== Task details ==
Reproduce every one of the following lines without any change, and omit the pictures from your answer.

== Records for this task ==
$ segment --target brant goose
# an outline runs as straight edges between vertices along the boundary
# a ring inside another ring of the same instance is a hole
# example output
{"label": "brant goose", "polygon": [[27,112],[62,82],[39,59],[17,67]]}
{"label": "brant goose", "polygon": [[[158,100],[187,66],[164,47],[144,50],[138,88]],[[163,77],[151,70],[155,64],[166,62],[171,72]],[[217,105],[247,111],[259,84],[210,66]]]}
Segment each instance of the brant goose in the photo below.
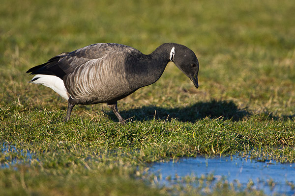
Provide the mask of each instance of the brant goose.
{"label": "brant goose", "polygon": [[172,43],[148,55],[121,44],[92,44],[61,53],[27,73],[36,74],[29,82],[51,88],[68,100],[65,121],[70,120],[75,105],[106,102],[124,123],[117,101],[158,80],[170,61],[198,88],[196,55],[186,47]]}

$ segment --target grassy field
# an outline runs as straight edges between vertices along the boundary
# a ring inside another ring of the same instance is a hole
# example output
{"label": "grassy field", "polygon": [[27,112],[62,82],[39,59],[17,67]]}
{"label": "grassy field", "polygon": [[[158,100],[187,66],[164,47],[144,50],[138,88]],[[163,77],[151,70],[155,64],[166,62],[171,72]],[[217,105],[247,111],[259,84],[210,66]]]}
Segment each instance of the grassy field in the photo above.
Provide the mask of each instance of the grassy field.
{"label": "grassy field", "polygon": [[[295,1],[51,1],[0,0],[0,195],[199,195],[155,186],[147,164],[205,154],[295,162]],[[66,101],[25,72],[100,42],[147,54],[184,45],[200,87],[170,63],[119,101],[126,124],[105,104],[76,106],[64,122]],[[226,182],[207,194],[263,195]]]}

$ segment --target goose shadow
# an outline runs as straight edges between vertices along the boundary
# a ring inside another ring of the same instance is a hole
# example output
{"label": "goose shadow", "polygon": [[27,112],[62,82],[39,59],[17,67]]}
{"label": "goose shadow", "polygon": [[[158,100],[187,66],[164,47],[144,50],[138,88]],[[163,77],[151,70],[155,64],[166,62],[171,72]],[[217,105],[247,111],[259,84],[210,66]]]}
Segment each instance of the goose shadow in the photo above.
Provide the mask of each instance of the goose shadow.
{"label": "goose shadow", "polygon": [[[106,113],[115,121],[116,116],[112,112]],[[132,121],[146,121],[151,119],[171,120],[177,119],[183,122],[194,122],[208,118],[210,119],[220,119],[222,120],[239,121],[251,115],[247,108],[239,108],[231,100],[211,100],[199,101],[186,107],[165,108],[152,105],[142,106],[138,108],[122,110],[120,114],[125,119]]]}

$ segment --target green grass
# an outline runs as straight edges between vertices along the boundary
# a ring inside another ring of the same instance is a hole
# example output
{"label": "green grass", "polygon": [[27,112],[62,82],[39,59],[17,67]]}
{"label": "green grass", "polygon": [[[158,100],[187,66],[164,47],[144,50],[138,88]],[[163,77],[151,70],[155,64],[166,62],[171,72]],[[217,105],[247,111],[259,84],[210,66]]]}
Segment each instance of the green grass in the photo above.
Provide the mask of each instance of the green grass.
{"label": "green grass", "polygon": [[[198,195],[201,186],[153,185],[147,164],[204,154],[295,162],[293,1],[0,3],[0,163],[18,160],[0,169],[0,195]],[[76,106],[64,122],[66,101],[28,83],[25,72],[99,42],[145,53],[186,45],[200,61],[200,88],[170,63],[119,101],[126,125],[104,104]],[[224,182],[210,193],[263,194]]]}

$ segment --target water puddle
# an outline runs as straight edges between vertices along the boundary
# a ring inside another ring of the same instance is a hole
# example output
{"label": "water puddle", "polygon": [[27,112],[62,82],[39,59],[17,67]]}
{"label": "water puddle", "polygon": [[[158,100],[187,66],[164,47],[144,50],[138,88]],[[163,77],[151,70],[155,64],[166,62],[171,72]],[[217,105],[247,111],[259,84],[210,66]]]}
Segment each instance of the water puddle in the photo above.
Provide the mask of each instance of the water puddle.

== Answer ==
$ segment --target brant goose
# an outline runs as straight edges between vertices along the boundary
# a ring inside another ring of the same instance is a hole
# example output
{"label": "brant goose", "polygon": [[27,112],[62,82],[39,59],[17,67]]}
{"label": "brant goose", "polygon": [[[158,100],[187,66],[164,47],[144,50],[138,88]],[[163,77],[151,70],[155,64],[166,62],[171,72]],[[217,105],[247,111],[259,84],[210,66]]]}
Segment each instance of the brant goose in the photo below.
Provide the mask of each instance of the brant goose.
{"label": "brant goose", "polygon": [[172,43],[148,55],[121,44],[92,44],[61,53],[27,73],[36,74],[29,82],[51,88],[68,100],[65,121],[70,120],[75,105],[106,102],[124,123],[117,101],[158,80],[170,61],[198,88],[196,55],[186,47]]}

$ segment --target grassy field
# an outline runs as straight edges between vertices along the boundary
# a ring inside another ring of the same instance is a hole
# example output
{"label": "grassy field", "polygon": [[27,112],[62,82],[39,59],[17,67]]}
{"label": "grassy field", "polygon": [[[158,100],[187,66],[164,47],[144,50],[138,88]],[[163,77],[151,70],[155,64],[166,62],[171,72]],[[217,105],[247,111],[259,84],[210,66]]]}
Segment each instance of the grassy field in the photo above.
Provide the mask of each instance of the grassy field.
{"label": "grassy field", "polygon": [[[295,1],[51,1],[0,0],[0,195],[199,195],[155,186],[147,164],[205,154],[295,162]],[[66,101],[25,72],[100,42],[147,54],[184,45],[200,87],[170,63],[119,101],[126,124],[105,104],[76,106],[64,122]],[[226,182],[207,194],[263,195]]]}

$ segment --target goose shadow
# an outline runs as straight edges between vertices along the boundary
# a ring inside another ring of the same instance is a hole
# example output
{"label": "goose shadow", "polygon": [[27,112],[62,82],[39,59],[17,67]]}
{"label": "goose shadow", "polygon": [[[158,100],[187,66],[164,47],[144,50],[138,88]],[[163,77],[151,70],[155,64],[166,62],[171,72]],[[217,105],[247,111],[259,84],[210,66]]]}
Segment each instance of the goose shadow in the photo above.
Provide the mask of each instance of the goose shadow.
{"label": "goose shadow", "polygon": [[[106,113],[115,121],[116,116],[112,112]],[[132,121],[146,121],[151,119],[171,120],[177,119],[183,122],[194,122],[208,118],[210,119],[220,119],[222,120],[239,121],[251,115],[247,108],[239,108],[231,100],[211,100],[199,101],[186,107],[165,108],[152,105],[142,106],[138,108],[122,110],[120,114],[125,119]]]}

$ segment --target green grass
# an outline runs as straight edges between vertices along the boundary
# a ring inside another ring of the same instance is a hole
# example output
{"label": "green grass", "polygon": [[27,112],[62,82],[39,59],[17,67]]}
{"label": "green grass", "polygon": [[[158,100],[187,66],[164,47],[144,50],[138,88]],[[163,77],[151,70],[155,64],[166,62],[171,72]],[[217,105],[247,111],[259,84],[210,66]]]}
Segment each instance of the green grass in the photo above.
Provide the mask of each instance of the green grass.
{"label": "green grass", "polygon": [[[198,195],[201,186],[153,185],[147,164],[204,154],[295,162],[293,1],[0,3],[0,163],[18,160],[0,169],[0,195]],[[76,106],[64,122],[66,101],[28,83],[25,72],[99,42],[145,53],[186,45],[200,61],[200,88],[170,63],[119,101],[126,125],[104,104]],[[224,182],[210,193],[263,194]]]}

$ segment --target water puddle
# an outline runs as straight edges between vertices along the boundary
# a ring inside another ring of the same instance is a hole
# example output
{"label": "water puddle", "polygon": [[27,112],[62,82],[39,59],[17,67]]}
{"label": "water puddle", "polygon": [[[158,100],[187,66],[164,47],[144,50],[138,88]],[[163,77],[151,70],[155,64],[166,62],[171,72]],[[217,105],[247,111],[259,84],[210,66]]]}
Segment each instance of the water puddle in the photo above.
Provide the mask of each instance of the water puddle.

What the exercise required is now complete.